(WHAT THIS TASK INVOLVES) In the court opinion, transcribe everything from "March 28, 1957." down to "forty-five hundred dollars." word for word.

Platts v. Arney

Annotate this Case

50 Wn.2d 42 (1957)

309 P.2d 372

WILLARD G. PLATTS et al., Appellants, v. C.F. ARNEY et al., Respondents.[1]

No. 33546.

The Supreme Court of Washington, Department One.

March 28, 1957.

*43 Wright, Booth & Beresford, for appellants.

Kahin, Carmody & Horswill, for respondents.


This suit was brought to recover damages for breach of a contract for the sale and exchange of several parcels of real and personal property. The trial court originally entered judgment for defendants on the ground that the contract was too indefinite and did not comply with the statute of frauds. On plaintiffs' appeal, this court reversed the judgment and remanded with directions to the trial court to make findings of fact upon the issues presented by the pleadings and evidence. Platts v. Arney, 46 Wn. (2d) 122, 278 P. (2d) 657 (1955). Pursuant to this decision, the trial court received evidence and heard argument on the issue of damages and entered judgment for plaintiffs in the amount of forty-five hundred dollars.

Plaintiffs again appeal, presenting only one question for our consideration: Did the trial judge apply the proper measure of damages for the breach of contract? The question is purely one of law, since both parties accept the valuations placed upon the property involved by the trial court, and the other figures involved were agreed upon by stipulation of the parties. We shall refer to Willard G. Platts and W.G. Platts, Inc., a Washington corporation, as appellant, and to C.F. Arney and Betty E. Arney, his wife, as respondent.

On June 21, 1952, the parties entered an "exchange contract" in which appellant promised to transfer to respondent a residence, a fuel yard and fuel business, and an inventory of fuel. The contract placed a total value on this property of one hundred thirteen thousand dollars. Respondent agreed to transfer to appellant a store property (subject to a lease which was to be assigned to appellant), a trailer court, a chattel mortgage, and a conditional sale contract. The contract placed a total value of $49,834.37 on respondent's property. *44 The difference in value between the properties to be exchanged was to be represented by contracts of sale in which appellant was vendor and respondent vendee. The contract designated a "closing agent," to whom both parties promised to deliver the necessary instruments. The agent was authorized to effectuate the exchange by delivering such instruments on August 1, 1952.

The closing agent was also the broker who had first brought the parties together. Relative to his commission, the contract provided:

"If either party shall fail to furnish good title, or to perform or comply with his part of this contract within the time or manner specified, the aggregate of such commissions shall be paid by the defaulting party immediately after the occurrence of the default, and the other party shall be released from all liability for commission."

(The parties stipulated that if the contract had been performed, appellant would have been obligated to pay a commission of five thousand dollars.)

(STORED ROWS)
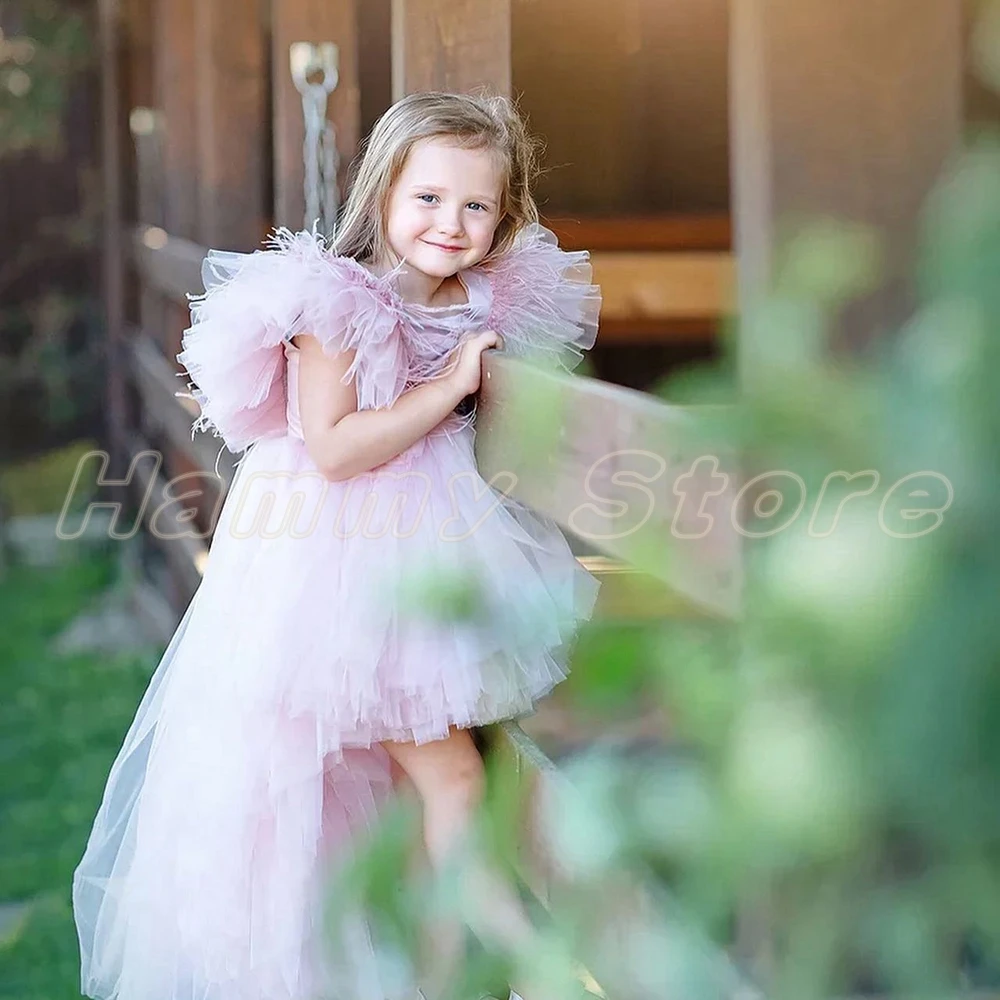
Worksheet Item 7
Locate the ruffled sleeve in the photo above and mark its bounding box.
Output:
[483,225,601,371]
[177,229,407,453]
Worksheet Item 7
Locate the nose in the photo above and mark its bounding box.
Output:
[437,206,463,236]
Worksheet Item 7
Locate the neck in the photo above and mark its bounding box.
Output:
[372,252,458,306]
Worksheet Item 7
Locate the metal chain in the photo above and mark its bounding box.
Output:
[290,42,340,236]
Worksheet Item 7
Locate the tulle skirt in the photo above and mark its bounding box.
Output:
[73,425,598,1000]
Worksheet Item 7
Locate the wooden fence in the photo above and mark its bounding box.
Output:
[94,0,961,996]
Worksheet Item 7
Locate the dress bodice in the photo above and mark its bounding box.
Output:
[283,271,490,440]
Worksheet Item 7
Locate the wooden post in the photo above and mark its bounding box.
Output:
[193,0,270,248]
[392,0,511,100]
[153,0,198,240]
[98,0,128,505]
[730,0,962,356]
[271,0,361,229]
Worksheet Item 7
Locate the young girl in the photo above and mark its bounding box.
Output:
[73,94,600,1000]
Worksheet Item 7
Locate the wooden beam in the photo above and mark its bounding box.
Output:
[476,351,742,618]
[271,0,361,229]
[392,0,511,101]
[730,0,962,354]
[132,226,206,300]
[193,0,270,250]
[153,0,200,239]
[591,253,736,320]
[544,215,733,253]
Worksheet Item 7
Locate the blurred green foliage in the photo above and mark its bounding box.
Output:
[332,41,1000,1000]
[0,0,91,157]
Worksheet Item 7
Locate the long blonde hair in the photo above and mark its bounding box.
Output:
[331,91,539,263]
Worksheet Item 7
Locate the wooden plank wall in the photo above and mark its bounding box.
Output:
[271,0,361,229]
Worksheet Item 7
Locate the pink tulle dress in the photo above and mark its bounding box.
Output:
[73,226,600,1000]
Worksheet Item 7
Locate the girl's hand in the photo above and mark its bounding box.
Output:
[444,330,503,397]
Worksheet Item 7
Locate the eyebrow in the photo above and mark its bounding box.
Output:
[410,184,496,205]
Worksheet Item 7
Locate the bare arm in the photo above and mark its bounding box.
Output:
[293,332,497,482]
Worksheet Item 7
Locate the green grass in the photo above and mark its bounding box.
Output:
[0,558,155,1000]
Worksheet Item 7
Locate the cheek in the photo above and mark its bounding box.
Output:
[469,218,498,246]
[389,205,426,236]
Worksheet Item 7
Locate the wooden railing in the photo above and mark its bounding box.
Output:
[117,219,753,1000]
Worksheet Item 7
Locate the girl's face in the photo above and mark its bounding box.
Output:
[386,139,503,280]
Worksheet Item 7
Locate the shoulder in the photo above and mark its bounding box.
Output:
[464,224,601,369]
[201,228,379,292]
[477,229,592,298]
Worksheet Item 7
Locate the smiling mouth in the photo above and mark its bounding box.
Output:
[424,240,465,253]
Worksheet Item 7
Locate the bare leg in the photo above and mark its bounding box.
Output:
[383,728,548,992]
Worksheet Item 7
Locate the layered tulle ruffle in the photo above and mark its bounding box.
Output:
[177,225,600,453]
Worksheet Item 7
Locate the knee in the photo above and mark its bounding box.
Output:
[424,755,485,811]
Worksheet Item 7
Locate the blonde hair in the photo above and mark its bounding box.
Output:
[331,91,539,263]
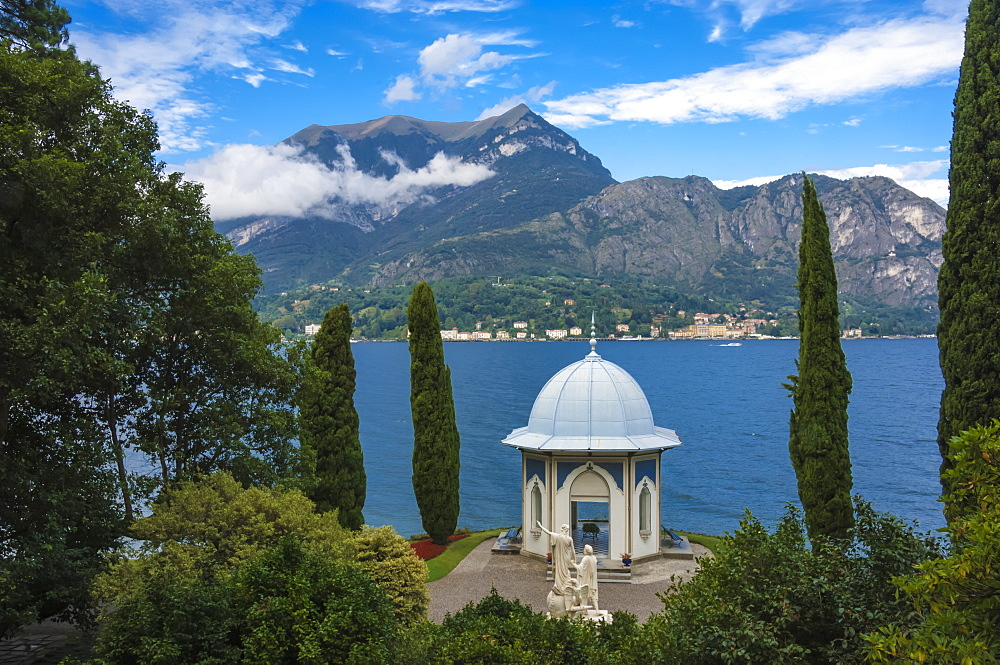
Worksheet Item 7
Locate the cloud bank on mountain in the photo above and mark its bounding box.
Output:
[177,144,494,221]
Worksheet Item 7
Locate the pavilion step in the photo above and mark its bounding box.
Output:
[545,566,632,584]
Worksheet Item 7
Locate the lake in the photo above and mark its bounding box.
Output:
[351,339,944,536]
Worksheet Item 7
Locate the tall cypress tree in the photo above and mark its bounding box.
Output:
[938,0,1000,492]
[407,282,459,545]
[299,303,367,530]
[787,174,854,540]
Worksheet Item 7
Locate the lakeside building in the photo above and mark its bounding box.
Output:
[502,337,690,567]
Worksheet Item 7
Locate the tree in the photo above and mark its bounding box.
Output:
[407,282,459,545]
[937,0,1000,493]
[234,537,398,665]
[868,420,1000,665]
[636,499,938,665]
[786,174,854,540]
[0,0,70,51]
[0,29,157,634]
[299,303,366,530]
[354,526,430,624]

(TASK OUTPUT)
March 28, 1957.

*43 Wright, Booth & Beresford, for appellants.

Kahin, Carmody & Horswill, for respondents.


This suit was brought to recover damages for breach of a contract for the sale and exchange of several parcels of real and personal property. The trial court originally entered judgment for defendants on the ground that the contract was too indefinite and did not comply with the statute of frauds. On plaintiffs' appeal, this court reversed the judgment and remanded with directions to the trial court to make findings of fact upon the issues presented by the pleadings and evidence. Platts v. Arney, 46 Wn. (2d) 122, 278 P. (2d) 657 (1955). Pursuant to this decision, the trial court received evidence and heard argument on the issue of damages and entered judgment for plaintiffs in the amount of forty-five hundred dollars.